WHAT IS BEING ASKED: Copy out each line below containing "stone".

DATASET RECORDS:
# # # # # # #

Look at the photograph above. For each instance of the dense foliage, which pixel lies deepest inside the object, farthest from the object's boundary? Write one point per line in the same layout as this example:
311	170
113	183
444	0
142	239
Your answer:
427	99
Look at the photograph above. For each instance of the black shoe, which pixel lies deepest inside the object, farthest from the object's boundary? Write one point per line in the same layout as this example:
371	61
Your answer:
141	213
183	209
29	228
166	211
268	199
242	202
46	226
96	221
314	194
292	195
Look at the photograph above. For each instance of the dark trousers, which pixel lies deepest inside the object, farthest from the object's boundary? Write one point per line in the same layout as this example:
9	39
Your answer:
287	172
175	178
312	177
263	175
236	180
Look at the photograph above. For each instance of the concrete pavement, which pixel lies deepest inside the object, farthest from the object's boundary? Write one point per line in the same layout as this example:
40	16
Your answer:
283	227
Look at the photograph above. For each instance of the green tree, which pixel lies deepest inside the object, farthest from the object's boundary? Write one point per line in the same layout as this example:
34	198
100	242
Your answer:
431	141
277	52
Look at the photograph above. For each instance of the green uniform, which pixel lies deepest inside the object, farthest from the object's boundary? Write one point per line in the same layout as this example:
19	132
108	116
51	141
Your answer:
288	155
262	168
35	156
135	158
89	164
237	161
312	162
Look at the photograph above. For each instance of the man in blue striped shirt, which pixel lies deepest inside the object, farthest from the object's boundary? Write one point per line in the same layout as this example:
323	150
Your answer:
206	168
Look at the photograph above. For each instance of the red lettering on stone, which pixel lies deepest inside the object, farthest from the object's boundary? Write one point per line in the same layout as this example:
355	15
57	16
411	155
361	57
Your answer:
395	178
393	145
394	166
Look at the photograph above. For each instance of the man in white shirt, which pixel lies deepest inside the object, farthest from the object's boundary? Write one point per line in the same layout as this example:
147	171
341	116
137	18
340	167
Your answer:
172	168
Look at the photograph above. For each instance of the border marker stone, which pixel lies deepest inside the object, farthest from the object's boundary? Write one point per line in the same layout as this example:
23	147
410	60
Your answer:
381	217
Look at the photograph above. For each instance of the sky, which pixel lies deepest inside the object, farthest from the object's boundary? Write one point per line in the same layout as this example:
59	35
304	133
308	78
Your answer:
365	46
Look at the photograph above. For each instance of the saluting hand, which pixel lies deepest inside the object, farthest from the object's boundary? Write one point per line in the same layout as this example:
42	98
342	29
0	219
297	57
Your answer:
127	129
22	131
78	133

# # # # # # #

COMPLETED TASK:
Look at the photograph above. For each instance of the red lettering on stone, which pixel lies deepest inside the object, farthest from the object's boundary? Write one point per line in the same layout as this example:
Look at the photograph above. For each instance of the border marker stone, which pixel lies deepest inside the object, farthest from the object's boundary? Write one point per line in the same layout as this example:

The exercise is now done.